PAGE EXCERPT
--------------------------------
# Multiple stellar populations of globular clusters from homogeneous   Ca--CN photometry. IV. Toward precision populational tagging

**Authors:** Jae-Woo Lee

arXiv: 1901.09584 · 2019-08-28

## TL;DR

This paper critically compares photometric indices for identifying multiple stellar populations in globular clusters, highlighting the reliability of the cn_{JWL} index over the broader-band C_{UBI} index, and demonstrates its effectiveness in radial population analysis.

## Contribution

It introduces and validates the cn_{JWL} index as a more reliable tool for populational tagging in globular clusters compared to the widely used C_{UBI} index.

## Key findings

- The C_{UBI} index may produce unreliable population ratios due to broad-band photometry traits.
- The cn_{JWL} index accurately reveals radial population gradients in M3.
- Ground-based small aperture telescopes can effectively use the cn_{JWL} index for populational studies.
--------------------------------
DATASET EXTRACT
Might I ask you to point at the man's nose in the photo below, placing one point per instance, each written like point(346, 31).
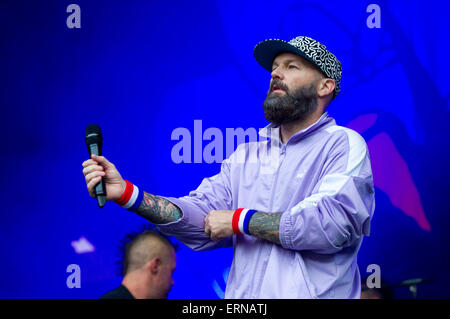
--------------------------------
SHORT PROBLEM
Copy everything from "arXiv: 1901.09584 ·" down to "radial population analysis." in the globular cluster paper summary, switching "globular clusters" to "star clusters".

SOLUTION BELOW
arXiv: 1901.09584 · 2019-08-28

## TL;DR

This paper critically compares photometric indices for identifying multiple stellar populations in star clusters, highlighting the reliability of the cn_{JWL} index over the broader-band C_{UBI} index, and demonstrates its effectiveness in radial population analysis.